[Excerpts from point annotation data]
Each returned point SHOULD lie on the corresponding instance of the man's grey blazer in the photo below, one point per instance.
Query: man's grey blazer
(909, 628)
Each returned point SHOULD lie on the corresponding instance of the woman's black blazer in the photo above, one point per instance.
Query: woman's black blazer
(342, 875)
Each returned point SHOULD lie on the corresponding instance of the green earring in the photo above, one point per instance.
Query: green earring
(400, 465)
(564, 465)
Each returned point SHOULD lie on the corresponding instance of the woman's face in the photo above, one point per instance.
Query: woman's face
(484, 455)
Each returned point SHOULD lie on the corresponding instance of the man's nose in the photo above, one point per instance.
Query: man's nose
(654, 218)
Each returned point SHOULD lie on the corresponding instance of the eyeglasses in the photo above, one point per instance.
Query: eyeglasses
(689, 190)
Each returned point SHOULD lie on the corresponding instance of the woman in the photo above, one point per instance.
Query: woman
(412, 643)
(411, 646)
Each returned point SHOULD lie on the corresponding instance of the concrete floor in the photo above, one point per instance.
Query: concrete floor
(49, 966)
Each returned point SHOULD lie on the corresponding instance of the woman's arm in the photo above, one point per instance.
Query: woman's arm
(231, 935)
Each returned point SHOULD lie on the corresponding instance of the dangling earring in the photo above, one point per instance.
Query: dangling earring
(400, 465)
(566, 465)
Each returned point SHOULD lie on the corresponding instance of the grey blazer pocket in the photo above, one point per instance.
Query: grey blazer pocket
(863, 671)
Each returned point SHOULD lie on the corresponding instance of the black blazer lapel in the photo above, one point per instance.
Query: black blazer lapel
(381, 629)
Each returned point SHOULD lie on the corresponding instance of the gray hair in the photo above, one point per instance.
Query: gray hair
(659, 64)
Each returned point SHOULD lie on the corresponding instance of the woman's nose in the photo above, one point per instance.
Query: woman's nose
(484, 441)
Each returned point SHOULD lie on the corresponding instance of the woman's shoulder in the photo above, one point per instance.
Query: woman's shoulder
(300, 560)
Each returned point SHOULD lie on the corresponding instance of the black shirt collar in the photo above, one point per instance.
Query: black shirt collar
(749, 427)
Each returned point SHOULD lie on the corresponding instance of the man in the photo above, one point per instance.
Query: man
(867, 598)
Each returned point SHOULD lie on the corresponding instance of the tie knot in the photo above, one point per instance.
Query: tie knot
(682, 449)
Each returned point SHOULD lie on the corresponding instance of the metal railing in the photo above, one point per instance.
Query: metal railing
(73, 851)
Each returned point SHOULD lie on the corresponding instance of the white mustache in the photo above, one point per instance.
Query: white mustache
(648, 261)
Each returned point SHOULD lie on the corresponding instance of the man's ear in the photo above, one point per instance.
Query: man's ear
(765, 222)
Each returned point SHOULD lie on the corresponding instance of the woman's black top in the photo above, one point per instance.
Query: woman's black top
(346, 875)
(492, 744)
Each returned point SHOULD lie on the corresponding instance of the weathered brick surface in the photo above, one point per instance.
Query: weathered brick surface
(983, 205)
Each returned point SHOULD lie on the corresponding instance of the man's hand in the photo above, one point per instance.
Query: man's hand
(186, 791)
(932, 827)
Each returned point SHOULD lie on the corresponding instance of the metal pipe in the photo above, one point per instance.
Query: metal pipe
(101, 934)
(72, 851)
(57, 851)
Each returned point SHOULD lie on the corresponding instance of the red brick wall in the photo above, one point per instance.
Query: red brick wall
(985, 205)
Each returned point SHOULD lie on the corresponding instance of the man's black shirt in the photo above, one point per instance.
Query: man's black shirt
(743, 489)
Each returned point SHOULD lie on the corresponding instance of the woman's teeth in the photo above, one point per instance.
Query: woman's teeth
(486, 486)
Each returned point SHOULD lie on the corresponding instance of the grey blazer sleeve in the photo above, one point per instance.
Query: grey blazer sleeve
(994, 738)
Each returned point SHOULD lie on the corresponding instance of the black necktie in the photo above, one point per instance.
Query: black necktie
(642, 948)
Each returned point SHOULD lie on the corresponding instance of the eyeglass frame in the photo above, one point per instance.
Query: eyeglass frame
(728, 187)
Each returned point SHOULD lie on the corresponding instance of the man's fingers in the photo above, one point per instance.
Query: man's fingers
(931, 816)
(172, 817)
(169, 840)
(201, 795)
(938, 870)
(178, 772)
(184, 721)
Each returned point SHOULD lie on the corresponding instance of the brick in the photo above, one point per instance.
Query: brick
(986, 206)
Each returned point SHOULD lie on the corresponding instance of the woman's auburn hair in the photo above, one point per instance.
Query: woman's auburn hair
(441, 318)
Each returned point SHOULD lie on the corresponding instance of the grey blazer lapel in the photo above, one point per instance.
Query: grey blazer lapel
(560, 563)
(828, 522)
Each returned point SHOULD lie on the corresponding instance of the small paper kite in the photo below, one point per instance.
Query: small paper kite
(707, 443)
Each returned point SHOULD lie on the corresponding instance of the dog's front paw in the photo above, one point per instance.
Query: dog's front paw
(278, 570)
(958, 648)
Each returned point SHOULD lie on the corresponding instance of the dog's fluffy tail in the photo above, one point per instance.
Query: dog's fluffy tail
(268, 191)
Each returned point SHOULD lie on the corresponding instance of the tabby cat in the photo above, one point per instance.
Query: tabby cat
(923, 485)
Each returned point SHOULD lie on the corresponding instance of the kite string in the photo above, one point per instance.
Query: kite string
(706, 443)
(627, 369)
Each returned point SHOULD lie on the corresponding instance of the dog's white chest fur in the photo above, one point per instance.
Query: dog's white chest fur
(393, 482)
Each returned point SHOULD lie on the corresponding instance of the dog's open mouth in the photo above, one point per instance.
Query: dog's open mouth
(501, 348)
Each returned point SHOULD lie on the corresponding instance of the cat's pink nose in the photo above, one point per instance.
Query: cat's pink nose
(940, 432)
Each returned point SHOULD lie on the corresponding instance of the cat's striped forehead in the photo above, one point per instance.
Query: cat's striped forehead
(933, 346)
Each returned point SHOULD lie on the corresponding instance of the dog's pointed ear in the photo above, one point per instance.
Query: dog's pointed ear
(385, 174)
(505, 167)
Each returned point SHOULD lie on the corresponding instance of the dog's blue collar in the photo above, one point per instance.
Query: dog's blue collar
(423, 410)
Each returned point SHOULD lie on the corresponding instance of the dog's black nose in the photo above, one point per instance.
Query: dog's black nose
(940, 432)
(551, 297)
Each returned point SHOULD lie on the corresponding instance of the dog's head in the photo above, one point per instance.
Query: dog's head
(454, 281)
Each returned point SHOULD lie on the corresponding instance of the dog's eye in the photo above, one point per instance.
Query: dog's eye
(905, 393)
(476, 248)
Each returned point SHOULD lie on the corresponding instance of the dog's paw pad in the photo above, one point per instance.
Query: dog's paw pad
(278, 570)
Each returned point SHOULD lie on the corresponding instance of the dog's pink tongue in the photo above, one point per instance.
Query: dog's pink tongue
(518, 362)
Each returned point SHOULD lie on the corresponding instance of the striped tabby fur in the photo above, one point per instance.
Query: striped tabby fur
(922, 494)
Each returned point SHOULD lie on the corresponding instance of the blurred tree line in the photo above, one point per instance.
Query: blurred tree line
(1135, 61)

Required work
Write out every record, exactly as written.

The answer
Each returned point SHOULD lie on the corresponding instance of the man's grey blazer in the photo below, one point per instance.
Query: man's grey blazer
(909, 628)
Each returned point SHOULD lie on the corresponding instance of the woman's black blazer in the photo above, one point per instance.
Query: woman's black blazer
(342, 875)
Each returned point SHOULD lie on the corresponding instance of the green earring in the photo above, one point per instance.
Query: green earring
(400, 465)
(564, 465)
Each returned point SHOULD lie on the corresponding instance of the woman's face in the photo above, one point per instance.
Query: woman's face
(484, 455)
Each returned point SHOULD lie on the corresponding instance of the man's nose in the photo above, one point per instance.
Query: man's nose
(654, 218)
Each returned point SHOULD lie on the corresponding instance of the eyeglasses in the photo above, one point per instance.
Query: eyeglasses
(689, 190)
Each returned point SHOULD lie on the corresponding instance of the woman in the photo above, one point per instance.
Query: woman
(412, 643)
(411, 646)
Each returned point SHOULD lie on the corresponding instance of the concrete floor in the photo above, one point per instance.
Query: concrete floor
(49, 966)
Each returned point SHOULD lie on the corresponding instance of the woman's arm in the photo above, one point per instance.
Query: woman's arm
(231, 935)
Each returned point SHOULD lie on the corresponding instance of the dangling earring in the photo above, one point per instance.
Query: dangling earring
(400, 465)
(566, 465)
Each returned point SHOULD lie on the corresponding instance of the grey blazer pocket in the photo above, one point per instance.
Query: grey blazer pocket
(863, 671)
Each returned point SHOULD lie on the corresponding instance of the black blazer lapel in the photo above, one point per instance.
Query: black blazer lapel
(381, 629)
Each returned point SHOULD lie on the corresponding instance of the gray hair in the photo above, one point per instance.
Query: gray hair
(659, 64)
Each returned point SHOULD lie on the corresponding instance of the woman's nose in the photo above, one point per instance.
Query: woman's nose
(484, 441)
Each returned point SHOULD lie on the corresponding instance of the woman's shoulder in the photo above, one point per instance.
Query: woman's shoulder
(300, 560)
Each returned point SHOULD lie on the corresponding instance of the black shirt collar in the photo above, one point per instance.
Query: black shirt collar
(749, 427)
Each returned point SHOULD lie on the corresponding instance of the man in the photo above, one point per instance.
Query: man
(867, 598)
Each returned point SHOULD lie on the corresponding instance of the tie knot in the photo above, one point per instance.
Query: tie knot
(682, 449)
Each returned point SHOULD lie on the corresponding instance of the metal railing in the photo above, one point per instance.
Query: metal railing
(73, 851)
Each returned point SHOULD lie on the corresponding instance of the white mustache in the photo above, one point per instance.
Query: white mustache
(648, 261)
Each returned point SHOULD lie on the corresponding instance of the man's ear in the photo above, one point per instance.
Query: man's ear
(765, 222)
Each returned point SHOULD lie on the corresponding instance of the woman's black top in the photo above, one point per instance.
Query: woman's black top
(346, 875)
(492, 744)
Each returned point SHOULD lie on the corresponding instance of the weathered brick surface in the photo above, one point per instance.
Query: weathered brick surface
(983, 205)
Each returned point SHOULD lie on the corresponding instance of the man's hand in the photo above, one point per instance.
Query: man's hand
(186, 791)
(932, 827)
Each returned point SHOULD lie on the corresponding instance of the metal pipe in the photo above, one point per instance.
Query: metal pipe
(101, 934)
(72, 851)
(57, 851)
Each returned point SHOULD lie on the corresponding instance of the red brick wall in the photo above, one point per instance.
Query: red brick wall
(985, 205)
Each returned point SHOULD lie on the corresponding instance of the man's black shirt in the photo above, one point per instance.
Query: man's black shirt
(743, 489)
Each returned point SHOULD lie on the corresponding instance of the woman's teeth in the photo above, one point per instance.
Query: woman's teeth
(486, 486)
Each returned point SHOULD lie on the corresponding instance of the grey blazer sleeve in the photo above, one point per instance.
Query: grey blazer sleeve
(994, 738)
Each returned point SHOULD lie on the corresponding instance of the black necktie in the photo above, one point per instance.
Query: black necktie
(642, 948)
Each returned point SHOULD lie on the corresponding instance of the eyeglass frame in the photo above, one point per instance.
Query: eyeglass frame
(728, 187)
Each returned point SHOULD lie on the corresponding instance of the man's fingers in the photo above, one point per instance.
Query: man's fingers
(931, 816)
(172, 817)
(169, 840)
(201, 795)
(938, 870)
(178, 772)
(184, 721)
Each returned point SHOULD lie on the corresponding instance of the brick in the photo above, one point per instance.
Query: brick
(986, 206)
Each returned point SHOULD lie on the corresponding instance of the woman's auburn hair in the photo above, one point per instance.
Query: woman's auburn hair
(441, 318)
Each returned point SHOULD lie on the corresponding instance of the grey blazer lapel in the photo above, one point per instance.
Query: grey blazer lapel
(560, 563)
(828, 522)
Each returned point SHOULD lie on the corresponding instance of the small paper kite in the photo below, one point per instance.
Query: small paper kite
(707, 443)
Each returned point SHOULD lie on the corresponding instance of the dog's front paw in the photo above, one point per instance.
Query: dog's front paw
(278, 570)
(958, 648)
Each returned point SHOULD lie on the corresponding instance of the dog's fluffy tail in the photo above, one point per instance.
Query: dog's fluffy tail
(268, 191)
Each returned point SHOULD lie on the corresponding instance of the tabby cat in the photo above, one point per instance.
Query: tabby cat
(923, 485)
Each returned point SHOULD lie on the corresponding instance of the kite string in the photo above, one point per instance.
Query: kite string
(706, 443)
(627, 369)
Each returned point SHOULD lie on the corresponding instance of the dog's white chest fur in the photo above, one point per instance.
Query: dog's white chest fur
(393, 482)
Each returned point SHOULD lie on the corresponding instance of the dog's open mouth in the photo above, one point per instance.
Query: dog's open mouth
(501, 348)
Each returned point SHOULD lie on the corresponding instance of the cat's pink nose in the photo above, one point per instance.
Query: cat's pink nose
(940, 432)
Each returned point SHOULD lie on the corresponding instance of the cat's striped forehead in the photo above, one point per instance.
Query: cat's striped forehead
(933, 346)
Each returned point SHOULD lie on the corresponding instance of the dog's pointed ear in the photo above, one point per instance.
Query: dog's pointed ear
(385, 174)
(505, 167)
Each returned point SHOULD lie on the corresponding instance of the dog's blue collar in the photo above, one point per instance.
Query: dog's blue collar
(423, 410)
Each returned point SHOULD lie on the corresponding instance of the dog's black nose in the photo above, one point per instance.
Query: dog's black nose
(940, 432)
(551, 297)
Each returned point SHOULD lie on the corresponding instance of the dog's head in the photo above, one point per instance.
Query: dog's head
(454, 281)
Each returned point SHOULD lie on the corresponding instance of the dog's eye in the photo above, one point per instance.
Query: dog's eye
(905, 393)
(476, 248)
Each returned point SHOULD lie on the corresponding instance of the dog's paw pad in the photo above, one point per instance.
Query: dog's paw pad
(278, 570)
Each returned point SHOULD lie on the corresponding instance of the dog's pink tongue in the photo above, one point per instance.
Query: dog's pink tongue
(518, 362)
Each returned point SHOULD lie on the corresponding instance of the striped tabby fur in the photo above, one point per instance.
Query: striped tabby fur
(922, 494)
Each returned point SHOULD lie on the corresponding instance of the blurred tree line in the photo above, one point per instance.
Query: blurred tree line
(1135, 61)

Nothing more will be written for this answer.